## start
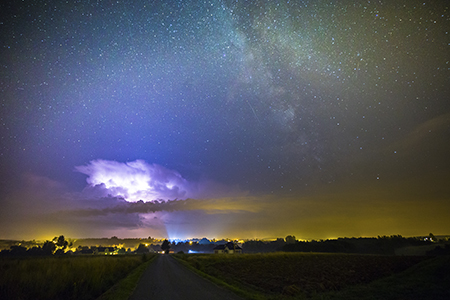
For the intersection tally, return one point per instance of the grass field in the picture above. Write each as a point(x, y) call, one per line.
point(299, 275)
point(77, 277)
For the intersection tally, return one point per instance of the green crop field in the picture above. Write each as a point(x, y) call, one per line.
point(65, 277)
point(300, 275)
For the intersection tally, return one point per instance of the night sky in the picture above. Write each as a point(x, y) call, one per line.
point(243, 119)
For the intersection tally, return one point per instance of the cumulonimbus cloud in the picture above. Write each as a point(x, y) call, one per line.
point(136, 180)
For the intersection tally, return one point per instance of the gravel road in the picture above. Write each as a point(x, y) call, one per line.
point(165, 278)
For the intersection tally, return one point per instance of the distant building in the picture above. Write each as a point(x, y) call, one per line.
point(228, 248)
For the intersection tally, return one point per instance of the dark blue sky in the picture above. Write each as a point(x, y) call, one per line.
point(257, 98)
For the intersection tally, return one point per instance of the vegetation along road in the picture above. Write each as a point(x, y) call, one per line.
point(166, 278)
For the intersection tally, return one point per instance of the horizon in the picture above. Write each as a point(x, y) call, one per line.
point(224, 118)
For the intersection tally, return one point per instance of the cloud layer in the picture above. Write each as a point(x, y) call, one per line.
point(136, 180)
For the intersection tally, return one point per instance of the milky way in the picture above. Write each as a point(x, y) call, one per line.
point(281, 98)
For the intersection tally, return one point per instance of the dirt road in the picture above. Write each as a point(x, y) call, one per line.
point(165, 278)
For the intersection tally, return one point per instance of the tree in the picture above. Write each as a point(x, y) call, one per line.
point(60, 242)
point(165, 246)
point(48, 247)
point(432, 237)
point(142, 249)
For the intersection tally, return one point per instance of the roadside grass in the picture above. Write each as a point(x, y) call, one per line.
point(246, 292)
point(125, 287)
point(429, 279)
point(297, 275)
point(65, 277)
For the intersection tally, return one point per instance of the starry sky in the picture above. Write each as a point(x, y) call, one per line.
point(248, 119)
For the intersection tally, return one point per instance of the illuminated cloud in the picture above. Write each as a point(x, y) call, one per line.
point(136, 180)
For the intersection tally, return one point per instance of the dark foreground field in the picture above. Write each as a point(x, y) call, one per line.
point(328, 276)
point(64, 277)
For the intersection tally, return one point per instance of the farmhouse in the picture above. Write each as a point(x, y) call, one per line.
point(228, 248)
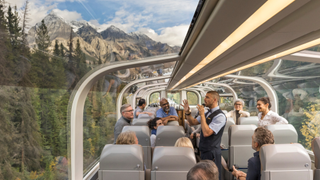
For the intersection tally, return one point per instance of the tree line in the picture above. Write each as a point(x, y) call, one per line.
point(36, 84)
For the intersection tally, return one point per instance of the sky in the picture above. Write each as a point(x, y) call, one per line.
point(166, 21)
## end
## start
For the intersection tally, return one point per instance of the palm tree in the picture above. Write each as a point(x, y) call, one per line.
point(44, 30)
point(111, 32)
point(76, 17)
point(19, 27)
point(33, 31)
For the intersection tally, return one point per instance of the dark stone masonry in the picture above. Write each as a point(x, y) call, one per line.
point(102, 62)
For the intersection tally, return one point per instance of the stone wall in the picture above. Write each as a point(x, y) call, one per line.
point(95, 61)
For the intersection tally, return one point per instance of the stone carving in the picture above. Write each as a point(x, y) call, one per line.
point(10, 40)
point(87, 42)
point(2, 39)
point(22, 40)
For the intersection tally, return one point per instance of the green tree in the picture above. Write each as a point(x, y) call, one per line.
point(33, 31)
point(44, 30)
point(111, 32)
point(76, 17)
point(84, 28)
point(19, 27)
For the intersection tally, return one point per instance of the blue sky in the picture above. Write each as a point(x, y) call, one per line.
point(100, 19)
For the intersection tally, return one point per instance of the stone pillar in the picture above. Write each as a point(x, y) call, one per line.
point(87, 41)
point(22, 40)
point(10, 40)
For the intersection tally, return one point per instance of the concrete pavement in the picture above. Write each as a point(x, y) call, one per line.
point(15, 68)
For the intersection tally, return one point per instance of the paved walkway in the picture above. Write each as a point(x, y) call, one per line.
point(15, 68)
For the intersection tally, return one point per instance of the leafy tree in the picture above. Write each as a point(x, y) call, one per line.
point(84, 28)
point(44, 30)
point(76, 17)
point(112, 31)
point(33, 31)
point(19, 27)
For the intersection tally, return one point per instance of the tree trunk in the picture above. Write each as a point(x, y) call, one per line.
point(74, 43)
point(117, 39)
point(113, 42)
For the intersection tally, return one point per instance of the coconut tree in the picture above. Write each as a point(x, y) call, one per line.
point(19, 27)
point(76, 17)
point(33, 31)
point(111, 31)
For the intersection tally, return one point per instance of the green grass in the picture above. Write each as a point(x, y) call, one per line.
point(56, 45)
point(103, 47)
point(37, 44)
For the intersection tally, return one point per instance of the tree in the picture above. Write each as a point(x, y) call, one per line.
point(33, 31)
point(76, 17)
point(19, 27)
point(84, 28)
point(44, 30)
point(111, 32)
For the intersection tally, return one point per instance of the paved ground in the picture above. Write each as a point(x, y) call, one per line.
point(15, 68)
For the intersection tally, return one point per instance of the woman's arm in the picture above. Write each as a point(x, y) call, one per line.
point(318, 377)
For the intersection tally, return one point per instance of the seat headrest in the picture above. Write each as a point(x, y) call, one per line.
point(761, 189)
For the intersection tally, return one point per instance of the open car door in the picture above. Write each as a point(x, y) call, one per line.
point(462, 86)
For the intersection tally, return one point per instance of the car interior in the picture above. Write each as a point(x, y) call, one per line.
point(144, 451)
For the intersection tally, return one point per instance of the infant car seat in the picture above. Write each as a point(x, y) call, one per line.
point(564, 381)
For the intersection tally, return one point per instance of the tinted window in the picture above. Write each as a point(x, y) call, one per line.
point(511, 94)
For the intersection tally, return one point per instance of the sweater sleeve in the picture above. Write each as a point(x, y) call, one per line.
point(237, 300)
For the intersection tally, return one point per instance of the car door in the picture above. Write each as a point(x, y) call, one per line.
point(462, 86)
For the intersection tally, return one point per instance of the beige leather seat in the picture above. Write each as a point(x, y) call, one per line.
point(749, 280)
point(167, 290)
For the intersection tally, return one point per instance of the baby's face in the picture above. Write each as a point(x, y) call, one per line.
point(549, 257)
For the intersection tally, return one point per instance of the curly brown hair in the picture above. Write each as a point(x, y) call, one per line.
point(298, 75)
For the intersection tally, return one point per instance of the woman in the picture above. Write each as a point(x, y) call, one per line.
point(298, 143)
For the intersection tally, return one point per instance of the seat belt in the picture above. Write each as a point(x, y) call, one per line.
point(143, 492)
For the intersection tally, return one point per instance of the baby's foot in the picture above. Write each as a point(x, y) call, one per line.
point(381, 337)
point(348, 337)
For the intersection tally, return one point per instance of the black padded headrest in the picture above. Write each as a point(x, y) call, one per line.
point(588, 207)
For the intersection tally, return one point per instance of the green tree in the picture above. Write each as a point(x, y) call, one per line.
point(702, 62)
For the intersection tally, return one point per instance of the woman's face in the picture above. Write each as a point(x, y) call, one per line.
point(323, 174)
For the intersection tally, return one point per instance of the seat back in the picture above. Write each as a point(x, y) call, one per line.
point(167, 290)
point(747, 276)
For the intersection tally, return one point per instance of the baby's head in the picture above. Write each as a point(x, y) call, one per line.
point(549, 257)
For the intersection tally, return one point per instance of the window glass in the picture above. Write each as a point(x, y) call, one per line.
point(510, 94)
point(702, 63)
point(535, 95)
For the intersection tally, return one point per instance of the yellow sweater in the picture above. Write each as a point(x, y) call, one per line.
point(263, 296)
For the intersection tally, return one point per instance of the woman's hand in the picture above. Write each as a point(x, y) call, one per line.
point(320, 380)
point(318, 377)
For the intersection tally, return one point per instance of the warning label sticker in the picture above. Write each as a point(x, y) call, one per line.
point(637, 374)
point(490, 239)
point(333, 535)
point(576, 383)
## end
__Exercise directions__
Copy out, unchanged, the part of the data that opens with the line containing "of the grass" and closes with the line containing "point(77, 277)", including both of those lines.

__Output__
For the intersection tally, return one point per instance of the grass field in the picture above. Write each as a point(x, y) call, one per line.
point(299, 275)
point(77, 277)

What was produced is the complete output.